§ Requirements: Please copy the data below, substituting "place a point on" for every "drop a dot on" and changing nothing else.

(Records)
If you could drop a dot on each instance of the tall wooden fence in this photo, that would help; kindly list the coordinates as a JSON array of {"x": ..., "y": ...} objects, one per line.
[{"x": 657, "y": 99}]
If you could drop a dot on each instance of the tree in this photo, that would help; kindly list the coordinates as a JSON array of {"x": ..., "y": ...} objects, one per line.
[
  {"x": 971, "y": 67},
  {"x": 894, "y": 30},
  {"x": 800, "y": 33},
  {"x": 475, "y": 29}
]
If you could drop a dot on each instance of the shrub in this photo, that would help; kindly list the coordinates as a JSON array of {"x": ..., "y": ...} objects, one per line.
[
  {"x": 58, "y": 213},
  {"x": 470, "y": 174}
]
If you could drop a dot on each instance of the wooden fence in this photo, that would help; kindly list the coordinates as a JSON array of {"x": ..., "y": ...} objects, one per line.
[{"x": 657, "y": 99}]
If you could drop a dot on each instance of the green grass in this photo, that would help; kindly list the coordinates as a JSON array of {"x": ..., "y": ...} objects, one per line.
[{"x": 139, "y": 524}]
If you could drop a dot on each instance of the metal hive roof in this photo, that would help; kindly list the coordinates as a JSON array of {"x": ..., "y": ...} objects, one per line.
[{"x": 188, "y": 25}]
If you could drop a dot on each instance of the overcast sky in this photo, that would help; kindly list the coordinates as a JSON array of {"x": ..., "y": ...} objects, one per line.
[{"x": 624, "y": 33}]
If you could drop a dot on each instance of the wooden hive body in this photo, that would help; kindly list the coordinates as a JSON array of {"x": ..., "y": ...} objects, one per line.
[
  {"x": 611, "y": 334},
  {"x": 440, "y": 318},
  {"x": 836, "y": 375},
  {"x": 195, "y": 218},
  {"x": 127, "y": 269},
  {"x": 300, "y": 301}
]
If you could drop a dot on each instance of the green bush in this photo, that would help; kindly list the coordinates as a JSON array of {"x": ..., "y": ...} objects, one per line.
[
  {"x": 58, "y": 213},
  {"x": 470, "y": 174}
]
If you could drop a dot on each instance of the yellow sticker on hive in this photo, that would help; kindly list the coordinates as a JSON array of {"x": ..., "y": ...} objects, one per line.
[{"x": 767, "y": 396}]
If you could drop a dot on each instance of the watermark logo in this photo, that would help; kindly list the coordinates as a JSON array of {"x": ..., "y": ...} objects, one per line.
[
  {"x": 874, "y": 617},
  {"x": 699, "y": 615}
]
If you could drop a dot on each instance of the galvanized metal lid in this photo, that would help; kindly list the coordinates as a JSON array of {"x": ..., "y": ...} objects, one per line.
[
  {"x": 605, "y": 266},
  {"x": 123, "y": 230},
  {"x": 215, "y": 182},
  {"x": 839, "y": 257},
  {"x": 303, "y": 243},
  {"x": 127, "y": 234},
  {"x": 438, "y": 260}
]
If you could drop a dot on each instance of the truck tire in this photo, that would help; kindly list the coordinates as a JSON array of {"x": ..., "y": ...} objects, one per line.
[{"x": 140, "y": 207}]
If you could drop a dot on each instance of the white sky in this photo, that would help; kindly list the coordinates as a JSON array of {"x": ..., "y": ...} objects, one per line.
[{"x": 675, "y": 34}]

§ Solution:
If you could place a point on each instance of the tall wooden fence in this photo, that would help; kindly list the coordinates as a JSON array of {"x": ..., "y": ...} objects, one per line.
[{"x": 657, "y": 99}]
If you could place a point on each instance of the tree in this photo, that would help; kindly list the coordinates as a JSON array of {"x": ..., "y": ...} objects, one per line.
[
  {"x": 971, "y": 67},
  {"x": 894, "y": 30},
  {"x": 800, "y": 33},
  {"x": 475, "y": 29}
]
If you could place a point on each instance of the shrub in this photo, that would help; kindly list the coordinates as a JSON array of {"x": ..., "y": ...} objects, one per line.
[
  {"x": 58, "y": 213},
  {"x": 470, "y": 174}
]
If you could place a point on each instance of the wooden fence in this photo, that would help; kindly list the coordinates as a JSON array of {"x": ..., "y": ...} objects, one per line.
[{"x": 657, "y": 99}]
If you could place a point on each instance of the green grass in this photo, that would help; kindly list the coordinates as a JSON array of {"x": ..., "y": ...} objects, one per line.
[{"x": 139, "y": 524}]
If you could place a point on each instance of the metal hive roof in this photo, that would help; kindly list the coordinates as a JSON array of {"x": ..., "y": ...} objects, one per line.
[{"x": 188, "y": 25}]
If you could place a point on each instance of the overcast sky in this photo, that would help; kindly list the coordinates as a JSON array of {"x": ..., "y": ...} objects, one per line.
[{"x": 624, "y": 33}]
If you could place a point on each instance of the wooden hive body in this photo, that would help; kindly list the coordinates as a JSON array of {"x": ..., "y": ...} objects, one per line.
[
  {"x": 611, "y": 334},
  {"x": 440, "y": 318},
  {"x": 836, "y": 375},
  {"x": 195, "y": 218},
  {"x": 127, "y": 269},
  {"x": 300, "y": 301}
]
If you could place a point on each instance of the green bush in this photo, that would help; kindly list the coordinates as a JSON array of {"x": ..., "y": ...} objects, one per line.
[
  {"x": 58, "y": 213},
  {"x": 470, "y": 174}
]
If you could place a point on each instance of the yellow sticker on hive in this photo, that would help; kindly list the coordinates as a JSON array of {"x": ..., "y": ...} objects, one per line.
[{"x": 767, "y": 396}]
If you could place a point on each instance of the watermark logo in this photo, that would help; kindly list the coordinates as a JSON array of {"x": ..., "y": ...} objects, one per line.
[
  {"x": 874, "y": 617},
  {"x": 699, "y": 615}
]
If you could place a point on each instance of the galvanized metal lid in this photo, that would help; kindly list the coordinates as a JSON array of {"x": ..., "y": ...} objects, one per line.
[
  {"x": 605, "y": 266},
  {"x": 123, "y": 230},
  {"x": 215, "y": 182},
  {"x": 839, "y": 257},
  {"x": 303, "y": 243},
  {"x": 127, "y": 234},
  {"x": 438, "y": 260}
]
If you could place a point on each instance of the truck tire in this photo, that would help; kindly list the coordinates as a JSON array of {"x": ..., "y": ...} objects, one per line.
[{"x": 140, "y": 207}]
If you could place a point on each instance of the white sky in this photo, that would help; kindly list the coordinates as a JSON array of {"x": ..., "y": ...} objects, one per line.
[{"x": 675, "y": 34}]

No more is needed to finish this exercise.